*WHAT THE TASK ASKS:*
Please write out exactly the lines that begin at the line containing "drop a dot on every instance of the circular" and run to the end of the records.

*RECORDS SHOWN:*
** Start **

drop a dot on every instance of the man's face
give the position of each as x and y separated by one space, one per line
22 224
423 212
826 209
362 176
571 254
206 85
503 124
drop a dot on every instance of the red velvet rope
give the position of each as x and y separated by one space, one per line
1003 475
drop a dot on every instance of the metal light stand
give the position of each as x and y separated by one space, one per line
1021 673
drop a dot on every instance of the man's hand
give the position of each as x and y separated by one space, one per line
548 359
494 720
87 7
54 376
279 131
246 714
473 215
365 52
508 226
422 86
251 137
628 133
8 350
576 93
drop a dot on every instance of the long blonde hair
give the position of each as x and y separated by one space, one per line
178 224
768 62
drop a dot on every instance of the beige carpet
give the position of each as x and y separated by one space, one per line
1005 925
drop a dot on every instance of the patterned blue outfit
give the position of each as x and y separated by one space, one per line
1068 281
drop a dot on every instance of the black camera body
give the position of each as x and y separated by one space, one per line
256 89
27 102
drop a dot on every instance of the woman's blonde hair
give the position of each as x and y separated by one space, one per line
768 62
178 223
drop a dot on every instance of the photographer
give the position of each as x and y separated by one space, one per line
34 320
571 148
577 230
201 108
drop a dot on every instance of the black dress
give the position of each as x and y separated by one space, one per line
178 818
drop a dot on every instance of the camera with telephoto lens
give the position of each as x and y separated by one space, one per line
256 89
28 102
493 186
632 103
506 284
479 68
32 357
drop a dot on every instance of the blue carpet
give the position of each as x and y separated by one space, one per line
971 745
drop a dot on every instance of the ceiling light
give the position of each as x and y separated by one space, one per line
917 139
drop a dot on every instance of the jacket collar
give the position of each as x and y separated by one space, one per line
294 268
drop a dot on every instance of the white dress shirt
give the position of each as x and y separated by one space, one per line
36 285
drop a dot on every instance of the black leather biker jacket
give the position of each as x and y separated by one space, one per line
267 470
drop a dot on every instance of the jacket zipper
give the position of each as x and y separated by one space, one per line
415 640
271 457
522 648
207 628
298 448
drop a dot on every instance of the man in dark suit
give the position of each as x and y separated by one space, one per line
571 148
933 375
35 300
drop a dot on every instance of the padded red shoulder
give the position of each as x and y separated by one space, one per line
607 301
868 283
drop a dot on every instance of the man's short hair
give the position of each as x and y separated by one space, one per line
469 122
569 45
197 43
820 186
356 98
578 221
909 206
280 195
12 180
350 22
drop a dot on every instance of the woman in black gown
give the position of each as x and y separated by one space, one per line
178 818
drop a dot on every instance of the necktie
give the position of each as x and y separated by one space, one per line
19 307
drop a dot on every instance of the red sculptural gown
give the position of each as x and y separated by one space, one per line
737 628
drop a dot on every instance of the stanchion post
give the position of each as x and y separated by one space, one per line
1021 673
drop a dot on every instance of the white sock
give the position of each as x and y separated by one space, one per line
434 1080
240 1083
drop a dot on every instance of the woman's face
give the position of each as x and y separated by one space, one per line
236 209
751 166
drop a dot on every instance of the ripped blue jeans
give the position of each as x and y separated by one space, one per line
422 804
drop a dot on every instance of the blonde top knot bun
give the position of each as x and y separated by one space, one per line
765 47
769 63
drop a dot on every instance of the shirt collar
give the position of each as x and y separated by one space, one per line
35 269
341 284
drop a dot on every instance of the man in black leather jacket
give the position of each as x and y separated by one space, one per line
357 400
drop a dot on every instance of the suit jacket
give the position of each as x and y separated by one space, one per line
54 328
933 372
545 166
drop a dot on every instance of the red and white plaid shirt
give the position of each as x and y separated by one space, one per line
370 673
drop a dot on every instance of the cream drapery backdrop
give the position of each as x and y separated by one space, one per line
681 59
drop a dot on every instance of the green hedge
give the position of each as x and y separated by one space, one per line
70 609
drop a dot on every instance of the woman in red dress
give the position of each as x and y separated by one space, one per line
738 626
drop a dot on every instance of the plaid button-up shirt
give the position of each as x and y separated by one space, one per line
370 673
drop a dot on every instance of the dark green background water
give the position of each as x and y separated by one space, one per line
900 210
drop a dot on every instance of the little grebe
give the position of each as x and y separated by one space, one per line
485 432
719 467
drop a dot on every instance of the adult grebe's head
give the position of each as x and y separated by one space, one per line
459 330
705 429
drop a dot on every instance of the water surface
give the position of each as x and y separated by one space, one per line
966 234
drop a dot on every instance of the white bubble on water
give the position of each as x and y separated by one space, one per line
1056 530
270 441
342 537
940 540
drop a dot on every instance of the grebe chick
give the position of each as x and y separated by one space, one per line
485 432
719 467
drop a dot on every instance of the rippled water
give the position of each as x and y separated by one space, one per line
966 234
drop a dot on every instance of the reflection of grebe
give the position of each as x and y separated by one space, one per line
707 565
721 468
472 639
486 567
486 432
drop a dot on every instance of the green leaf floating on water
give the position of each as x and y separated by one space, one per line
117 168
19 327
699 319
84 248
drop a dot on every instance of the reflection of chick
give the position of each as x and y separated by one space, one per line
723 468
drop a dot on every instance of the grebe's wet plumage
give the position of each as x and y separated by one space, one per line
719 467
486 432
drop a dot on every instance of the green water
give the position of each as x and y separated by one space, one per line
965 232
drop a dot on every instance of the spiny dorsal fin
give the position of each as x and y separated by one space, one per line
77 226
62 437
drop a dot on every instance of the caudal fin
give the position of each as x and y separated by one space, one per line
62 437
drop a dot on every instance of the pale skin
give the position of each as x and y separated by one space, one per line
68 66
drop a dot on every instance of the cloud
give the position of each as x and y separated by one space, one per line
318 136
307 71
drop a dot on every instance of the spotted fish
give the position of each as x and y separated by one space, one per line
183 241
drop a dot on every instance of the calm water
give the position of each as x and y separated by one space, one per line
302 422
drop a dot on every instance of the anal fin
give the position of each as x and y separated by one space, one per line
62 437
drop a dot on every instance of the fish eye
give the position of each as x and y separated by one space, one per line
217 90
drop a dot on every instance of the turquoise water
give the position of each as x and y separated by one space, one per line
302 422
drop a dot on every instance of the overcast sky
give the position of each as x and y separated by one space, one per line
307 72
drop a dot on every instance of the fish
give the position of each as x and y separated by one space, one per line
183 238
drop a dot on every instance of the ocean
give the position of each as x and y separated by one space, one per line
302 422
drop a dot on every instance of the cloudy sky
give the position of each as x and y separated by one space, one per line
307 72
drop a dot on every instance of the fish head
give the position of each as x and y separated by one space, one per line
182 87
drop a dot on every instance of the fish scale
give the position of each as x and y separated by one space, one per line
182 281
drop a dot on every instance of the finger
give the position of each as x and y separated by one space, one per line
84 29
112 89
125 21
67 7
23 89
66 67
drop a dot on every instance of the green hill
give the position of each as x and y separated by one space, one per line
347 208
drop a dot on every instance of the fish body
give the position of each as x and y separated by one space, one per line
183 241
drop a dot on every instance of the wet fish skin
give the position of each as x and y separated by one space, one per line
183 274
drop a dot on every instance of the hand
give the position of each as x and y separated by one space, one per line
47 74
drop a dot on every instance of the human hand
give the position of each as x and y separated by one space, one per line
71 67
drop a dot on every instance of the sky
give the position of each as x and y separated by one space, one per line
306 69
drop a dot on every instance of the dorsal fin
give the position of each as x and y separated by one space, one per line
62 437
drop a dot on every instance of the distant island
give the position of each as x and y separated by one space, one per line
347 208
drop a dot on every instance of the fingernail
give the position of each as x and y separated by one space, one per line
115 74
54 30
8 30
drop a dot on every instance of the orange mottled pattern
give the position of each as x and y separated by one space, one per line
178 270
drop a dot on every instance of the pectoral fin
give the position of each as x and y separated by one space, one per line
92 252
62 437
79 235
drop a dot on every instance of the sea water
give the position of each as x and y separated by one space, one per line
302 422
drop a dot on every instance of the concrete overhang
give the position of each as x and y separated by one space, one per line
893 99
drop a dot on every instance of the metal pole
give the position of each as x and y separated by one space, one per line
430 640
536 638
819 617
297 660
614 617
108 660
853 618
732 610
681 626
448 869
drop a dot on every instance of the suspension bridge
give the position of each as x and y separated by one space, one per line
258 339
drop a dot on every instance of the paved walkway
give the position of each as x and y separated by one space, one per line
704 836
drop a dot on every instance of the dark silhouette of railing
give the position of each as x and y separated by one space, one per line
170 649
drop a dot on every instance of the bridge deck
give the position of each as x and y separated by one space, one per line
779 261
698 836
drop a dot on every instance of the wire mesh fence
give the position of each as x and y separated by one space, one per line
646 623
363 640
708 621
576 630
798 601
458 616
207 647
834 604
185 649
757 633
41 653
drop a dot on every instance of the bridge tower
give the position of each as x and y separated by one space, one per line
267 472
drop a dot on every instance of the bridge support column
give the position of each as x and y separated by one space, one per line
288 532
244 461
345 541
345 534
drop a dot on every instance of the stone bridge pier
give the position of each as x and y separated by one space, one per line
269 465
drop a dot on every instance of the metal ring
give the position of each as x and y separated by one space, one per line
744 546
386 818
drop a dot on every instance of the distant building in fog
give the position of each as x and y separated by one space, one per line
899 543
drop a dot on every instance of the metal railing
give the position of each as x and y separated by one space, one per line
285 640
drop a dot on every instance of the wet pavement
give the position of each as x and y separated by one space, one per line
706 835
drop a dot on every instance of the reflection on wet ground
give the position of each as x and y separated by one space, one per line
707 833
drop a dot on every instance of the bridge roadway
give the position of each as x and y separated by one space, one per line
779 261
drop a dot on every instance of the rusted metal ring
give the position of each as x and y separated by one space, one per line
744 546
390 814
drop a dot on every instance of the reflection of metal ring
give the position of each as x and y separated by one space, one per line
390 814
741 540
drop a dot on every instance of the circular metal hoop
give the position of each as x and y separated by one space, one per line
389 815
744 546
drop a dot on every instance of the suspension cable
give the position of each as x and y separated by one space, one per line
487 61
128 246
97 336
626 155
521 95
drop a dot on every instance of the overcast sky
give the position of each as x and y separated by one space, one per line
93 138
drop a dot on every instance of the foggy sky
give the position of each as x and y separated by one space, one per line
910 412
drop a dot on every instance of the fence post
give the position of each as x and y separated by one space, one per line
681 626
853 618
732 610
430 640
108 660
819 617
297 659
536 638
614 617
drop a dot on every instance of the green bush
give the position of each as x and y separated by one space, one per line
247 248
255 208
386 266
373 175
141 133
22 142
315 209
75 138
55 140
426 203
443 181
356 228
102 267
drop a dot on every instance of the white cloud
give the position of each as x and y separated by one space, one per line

** End **

*FINISHED TASK:*
drop a dot on every instance of the circular metal hoop
give the position of each as x and y separated by one space, one per line
389 815
744 546
drop a dot on every instance of the suspension cable
give the position of each as x and y separated by one space, one per line
487 61
128 246
97 336
626 155
521 95
drop a dot on every instance of the overcast sky
give the position of each as x and y separated by one space, one per line
93 138
drop a dot on every instance of the foggy sky
give the position of each as x and y separated by one space, one per line
910 412
drop a dot on every instance of the fence post
give the position of each as x and y separated by one space, one per line
681 626
853 618
732 610
430 640
108 660
819 617
297 659
536 638
614 617
drop a dot on every instance of the green bush
give the position of each as x and y separated by one space, one per line
247 248
255 208
386 266
373 175
141 133
22 142
315 209
75 138
55 140
426 203
443 181
356 228
102 267
drop a dot on every instance of the white cloud
give the position of each as x and y separated by one space, one per line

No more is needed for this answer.